## Exercise details
Reproduce the records starting at the line containing "Batch processing job — object class: olive" and ending at the line containing "290 298 357 379", swapping "snug" for "tight" and leaving everything else unchanged. Give only those lines.

## Given entries
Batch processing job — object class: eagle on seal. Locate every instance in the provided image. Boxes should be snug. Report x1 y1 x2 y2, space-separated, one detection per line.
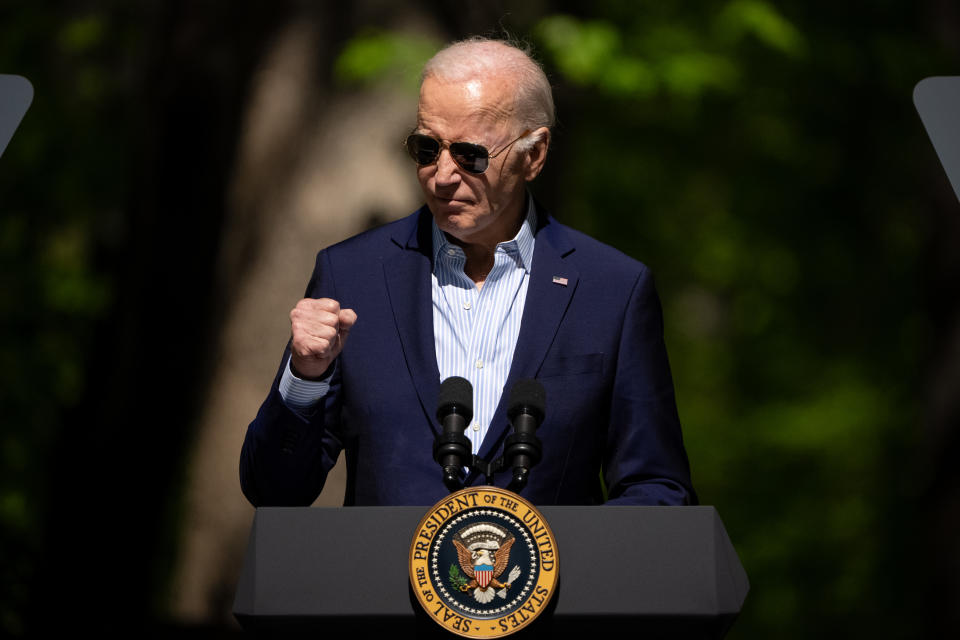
453 523 520 603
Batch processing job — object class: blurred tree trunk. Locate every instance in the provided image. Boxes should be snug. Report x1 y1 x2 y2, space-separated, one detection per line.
31 2 289 630
924 0 960 638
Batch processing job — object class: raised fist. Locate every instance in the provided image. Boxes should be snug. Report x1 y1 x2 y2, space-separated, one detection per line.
290 298 357 380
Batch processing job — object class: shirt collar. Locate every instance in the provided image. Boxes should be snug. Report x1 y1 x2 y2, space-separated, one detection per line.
430 194 537 273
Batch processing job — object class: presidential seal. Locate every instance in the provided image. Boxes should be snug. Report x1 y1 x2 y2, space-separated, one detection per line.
410 487 557 638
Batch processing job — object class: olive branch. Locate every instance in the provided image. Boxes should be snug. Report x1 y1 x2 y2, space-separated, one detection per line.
449 564 467 591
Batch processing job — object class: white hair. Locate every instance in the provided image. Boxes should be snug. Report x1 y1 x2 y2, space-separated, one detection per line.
420 36 555 151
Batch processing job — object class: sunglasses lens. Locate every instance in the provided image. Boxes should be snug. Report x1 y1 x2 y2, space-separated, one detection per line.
406 133 490 174
450 142 490 173
407 133 440 165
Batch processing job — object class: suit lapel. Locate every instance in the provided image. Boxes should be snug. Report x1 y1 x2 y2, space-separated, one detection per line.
479 215 580 460
383 207 440 433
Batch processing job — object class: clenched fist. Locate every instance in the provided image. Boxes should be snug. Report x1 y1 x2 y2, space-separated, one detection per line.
290 298 357 379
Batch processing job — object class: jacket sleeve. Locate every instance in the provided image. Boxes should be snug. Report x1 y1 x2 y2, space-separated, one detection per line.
603 267 697 505
240 251 344 507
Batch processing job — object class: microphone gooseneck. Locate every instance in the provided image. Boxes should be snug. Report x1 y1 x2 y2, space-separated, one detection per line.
433 376 473 491
503 378 547 491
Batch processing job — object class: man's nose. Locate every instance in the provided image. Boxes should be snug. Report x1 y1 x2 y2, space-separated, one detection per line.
436 149 460 185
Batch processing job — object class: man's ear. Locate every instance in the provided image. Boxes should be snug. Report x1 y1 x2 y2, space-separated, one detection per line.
523 127 550 182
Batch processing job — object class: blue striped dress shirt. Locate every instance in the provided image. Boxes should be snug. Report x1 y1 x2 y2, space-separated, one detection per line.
279 197 537 453
432 198 536 453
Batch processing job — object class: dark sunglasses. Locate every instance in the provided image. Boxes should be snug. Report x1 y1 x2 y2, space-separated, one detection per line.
403 129 530 175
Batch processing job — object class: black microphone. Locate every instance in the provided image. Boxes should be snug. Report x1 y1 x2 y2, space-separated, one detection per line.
433 376 473 491
503 378 547 491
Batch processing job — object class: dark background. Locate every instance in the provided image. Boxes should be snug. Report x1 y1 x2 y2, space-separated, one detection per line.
0 0 960 638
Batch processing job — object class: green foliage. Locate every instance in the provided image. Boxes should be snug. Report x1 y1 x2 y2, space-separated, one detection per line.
449 563 467 591
334 30 440 91
0 3 135 636
533 0 938 638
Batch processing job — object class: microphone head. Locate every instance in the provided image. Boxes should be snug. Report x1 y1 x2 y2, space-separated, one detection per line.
437 376 473 422
507 378 547 420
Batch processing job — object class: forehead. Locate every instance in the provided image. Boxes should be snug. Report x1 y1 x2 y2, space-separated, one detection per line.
417 76 514 139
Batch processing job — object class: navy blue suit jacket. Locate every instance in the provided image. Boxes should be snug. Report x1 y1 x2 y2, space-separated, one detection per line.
240 207 696 506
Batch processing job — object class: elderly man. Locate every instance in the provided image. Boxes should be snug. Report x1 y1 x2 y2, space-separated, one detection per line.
240 39 695 505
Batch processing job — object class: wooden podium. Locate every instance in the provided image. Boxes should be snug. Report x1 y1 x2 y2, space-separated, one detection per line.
233 506 749 638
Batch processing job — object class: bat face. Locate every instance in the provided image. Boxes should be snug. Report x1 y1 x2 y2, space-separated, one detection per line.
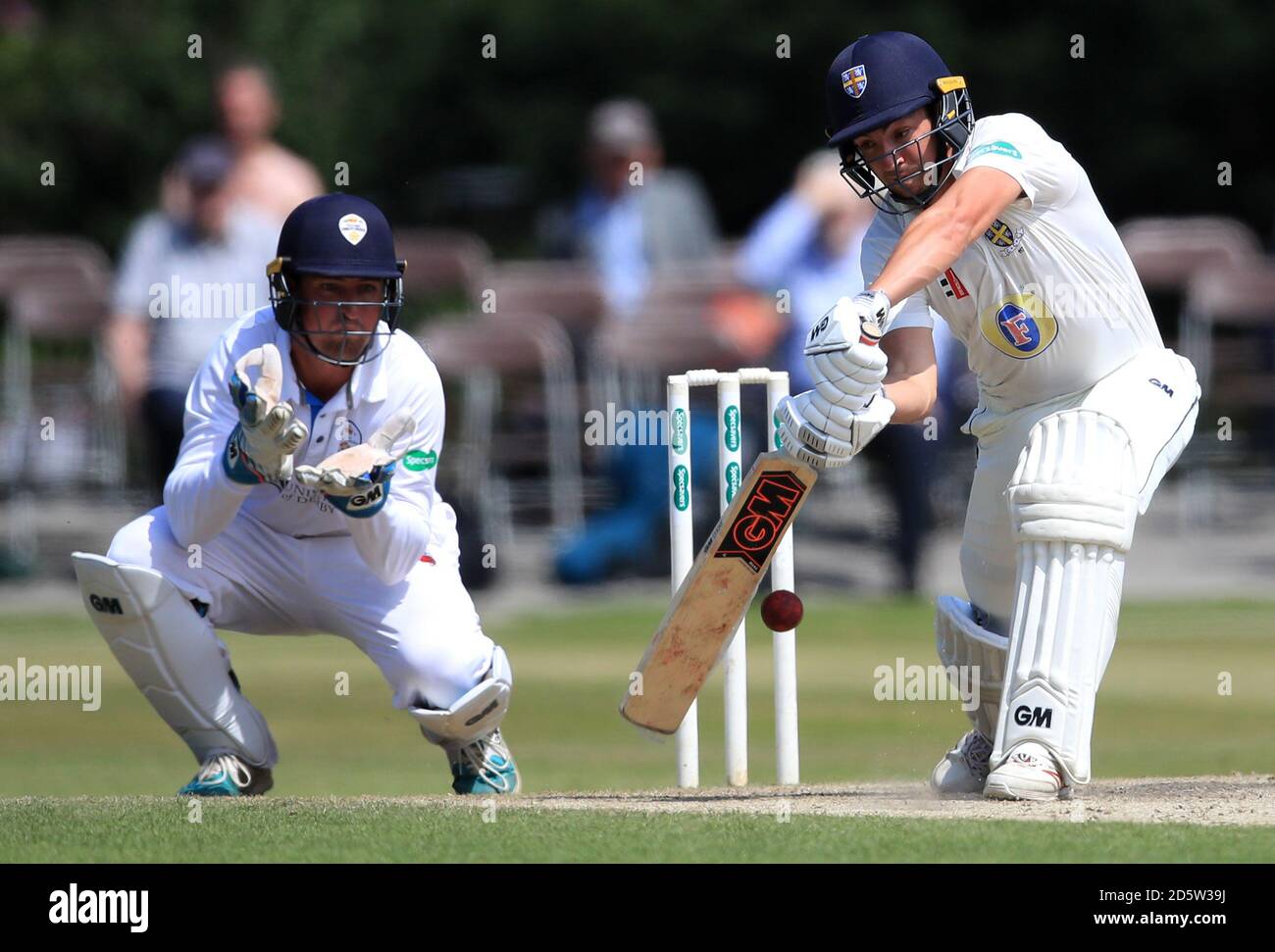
620 451 817 734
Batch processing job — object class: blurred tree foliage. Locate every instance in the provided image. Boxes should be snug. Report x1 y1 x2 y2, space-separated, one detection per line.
0 0 1275 252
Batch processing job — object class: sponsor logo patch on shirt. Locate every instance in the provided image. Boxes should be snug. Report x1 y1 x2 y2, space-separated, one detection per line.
983 218 1024 258
969 141 1023 159
978 294 1058 361
939 268 969 301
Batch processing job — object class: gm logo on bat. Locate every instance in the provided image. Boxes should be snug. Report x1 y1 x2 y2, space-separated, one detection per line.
714 469 810 573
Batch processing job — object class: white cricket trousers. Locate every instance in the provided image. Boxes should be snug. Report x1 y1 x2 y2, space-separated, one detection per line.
107 506 493 709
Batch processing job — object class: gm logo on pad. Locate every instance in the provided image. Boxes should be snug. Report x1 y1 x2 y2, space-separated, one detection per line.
978 294 1058 361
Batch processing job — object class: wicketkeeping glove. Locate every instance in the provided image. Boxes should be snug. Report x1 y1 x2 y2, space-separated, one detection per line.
222 344 310 485
296 411 416 519
804 290 890 408
777 390 895 469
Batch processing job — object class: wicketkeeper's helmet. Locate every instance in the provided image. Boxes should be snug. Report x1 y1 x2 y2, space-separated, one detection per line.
267 194 407 367
824 30 974 214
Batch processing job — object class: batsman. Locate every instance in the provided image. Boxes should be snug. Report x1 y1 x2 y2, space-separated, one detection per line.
73 194 520 796
781 31 1199 799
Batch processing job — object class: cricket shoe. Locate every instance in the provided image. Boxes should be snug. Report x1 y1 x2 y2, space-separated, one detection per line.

## Result of the task
Batch processing job — object class: olive branch. Locate every instance in the provided image. Boxes should be tight. Report x1 y1 x2 y2, space-separated, one detection per line.
449 564 467 591
Batch processing job — object class: white hair. Locate every instance in the provided image. Boxes should be tight. Report x1 y1 x2 y2, space-separated, one detection per line.
420 36 555 151
Batch processing job — object class: sunglasses lens. Locate every instance in the provided image. Boxes should be tight. Report x1 y1 x2 y2, space-separated, one detection per line.
406 133 490 174
450 142 490 173
407 133 440 165
Batch processing job — object class: suit lapel. Locate every instance in the provided image. Boxes should be tight. Report x1 y1 x2 y2, space-separated, one detection per line.
479 215 580 460
383 207 440 433
Batch processing job — object class: clenched fist. Locate every instance in the provided image. Boxes should be tight. Report x1 y1 x2 y2, space-separated, one detection per line.
290 298 357 379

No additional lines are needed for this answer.